» Objetivo 1
De acordo com o excerto abaixo, qual foi a despesa corrente das Administrações Públicas em 1995?

Ficando para trás, o quarto de século socialista

Portugal é latino mas tem impostos superiores aos escandinavos e não cresce de forma sustentada porque tem uma fiscalidade que asfixia o sucesso. É o quarto de século socialista.

No livro “Ficando Para Trás”, Francis Fukuyama reúne um grupo de especialistas de diferentes áreas para tentar compreender as razões do atraso dos países da América Latina para com os EUA, quando partiram de situações equivalentes há apenas 250 anos. Talvez seja altura de entender porque é que nos últimos 25 anos Portugal também está “ficando para trás”, sendo ultrapassado na Europa por países que no início deste período estavam em situações muito piores que a nossa.

Nos últimos 25 anos da nossa democracia, o Partido Socialista esteve sempre no poder excepto em dois momentos, os períodos do pântano e da troika. O pântano surgiu na sequência de seis anos de governos de António Guterres. Em 1995, ano em que Guterres tomou posse, a despesa corrente das Administrações Públicas foi de 33,3 mil milhões de euros. Em 2002, ano em que o Governo caiu, esse número tinha crescido para 55,2 mil milhões (Fonte). Um crescimento de 65%, uma média de 7,5% ao ano, numa altura em que Portugal se preparava para entrar no Euro, tendo já prescindido do total controle da sua moeda. 10 anos mais tarde, a troika entrou em Portugal na sequência da gestão de José Sócrates, dos défices anuais de 20 bi e do estado de pré-bancarrota em que Portugal tinha caído.

Com 18 anos acumulados no poder, não será grande o erro no diagnóstico se baptizarmos os últimos 25 anos como o Quarto de Século Socialista.

» Objetivo 2
Por favor, reescreva apenas as linhas da listagem abaixo, a começar na que contém "Please segment every instance of the warriors" e a terminar na que contém "M 235 178 L", ambas incluídas, deslocando em -134 todas as coordenadas.

» Dados fornecidos

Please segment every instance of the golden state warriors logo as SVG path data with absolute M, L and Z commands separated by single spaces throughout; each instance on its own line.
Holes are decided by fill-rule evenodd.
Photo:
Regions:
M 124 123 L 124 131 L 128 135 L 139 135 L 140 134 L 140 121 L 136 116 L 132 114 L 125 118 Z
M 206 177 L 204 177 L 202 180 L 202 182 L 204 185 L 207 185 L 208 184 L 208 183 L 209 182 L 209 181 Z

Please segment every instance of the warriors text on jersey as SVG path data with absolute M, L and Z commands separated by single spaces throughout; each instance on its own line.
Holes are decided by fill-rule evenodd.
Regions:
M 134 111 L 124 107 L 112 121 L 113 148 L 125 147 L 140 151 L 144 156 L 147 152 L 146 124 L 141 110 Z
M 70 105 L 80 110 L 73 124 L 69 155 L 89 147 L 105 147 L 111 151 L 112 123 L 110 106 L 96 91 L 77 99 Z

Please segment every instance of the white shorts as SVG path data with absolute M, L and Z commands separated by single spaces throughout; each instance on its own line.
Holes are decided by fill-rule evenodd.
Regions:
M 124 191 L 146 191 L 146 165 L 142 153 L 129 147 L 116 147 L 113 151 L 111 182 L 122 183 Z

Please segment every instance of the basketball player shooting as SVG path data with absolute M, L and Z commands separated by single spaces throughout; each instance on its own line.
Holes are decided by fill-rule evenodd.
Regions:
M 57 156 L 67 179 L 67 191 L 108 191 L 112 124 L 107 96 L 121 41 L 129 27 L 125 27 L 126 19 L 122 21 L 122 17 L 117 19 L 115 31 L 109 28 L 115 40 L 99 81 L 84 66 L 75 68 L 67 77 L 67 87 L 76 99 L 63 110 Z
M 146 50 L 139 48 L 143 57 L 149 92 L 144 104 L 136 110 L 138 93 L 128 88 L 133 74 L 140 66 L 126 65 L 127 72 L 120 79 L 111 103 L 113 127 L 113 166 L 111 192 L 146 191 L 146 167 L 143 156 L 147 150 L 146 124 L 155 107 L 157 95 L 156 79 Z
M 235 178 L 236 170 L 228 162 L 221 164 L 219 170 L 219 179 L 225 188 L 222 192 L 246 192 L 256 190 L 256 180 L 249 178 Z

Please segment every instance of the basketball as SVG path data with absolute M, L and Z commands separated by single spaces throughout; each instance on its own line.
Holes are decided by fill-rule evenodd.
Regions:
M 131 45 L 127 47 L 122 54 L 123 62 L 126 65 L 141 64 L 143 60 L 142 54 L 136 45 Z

» Resolução 1
33,3 mil milhões de euros.

» Resolução 2
Please segment every instance of the warriors text on jersey as SVG path data with absolute M, L and Z commands separated by single spaces throughout; each instance on its own line.
Holes are decided by fill-rule evenodd.
Regions:
M 0 -23 L -10 -27 L -22 -13 L -21 14 L -9 13 L 6 17 L 10 22 L 13 18 L 12 -10 L 7 -24 Z
M -64 -29 L -54 -24 L -61 -10 L -65 21 L -45 13 L -29 13 L -23 17 L -22 -11 L -24 -28 L -38 -43 L -57 -35 Z

Please segment every instance of the white shorts as SVG path data with absolute M, L and Z commands separated by single spaces throughout; each instance on its own line.
Holes are decided by fill-rule evenodd.
Regions:
M -10 57 L 12 57 L 12 31 L 8 19 L -5 13 L -18 13 L -21 17 L -23 48 L -12 49 Z

Please segment every instance of the basketball player shooting as SVG path data with absolute M, L and Z commands separated by single spaces throughout; each instance on its own line.
Holes are decided by fill-rule evenodd.
Regions:
M -77 22 L -67 45 L -67 57 L -26 57 L -22 -10 L -27 -38 L -13 -93 L -5 -107 L -9 -107 L -8 -115 L -12 -113 L -12 -117 L -17 -115 L -19 -103 L -25 -106 L -19 -94 L -35 -53 L -50 -68 L -59 -66 L -67 -57 L -67 -47 L -58 -35 L -71 -24 Z
M 12 -84 L 5 -86 L 9 -77 L 15 -42 L 10 -30 L 2 -24 L 4 -41 L -6 -46 L -1 -60 L 6 -68 L -8 -69 L -7 -62 L -14 -55 L -23 -31 L -21 -7 L -21 32 L -23 58 L 12 57 L 12 33 L 9 22 L 13 16 L 12 -10 L 21 -27 L 23 -39 L 22 -55 Z
M 101 44 L 102 36 L 94 28 L 87 30 L 85 36 L 85 45 L 91 54 L 88 58 L 112 58 L 122 56 L 122 46 L 115 44 Z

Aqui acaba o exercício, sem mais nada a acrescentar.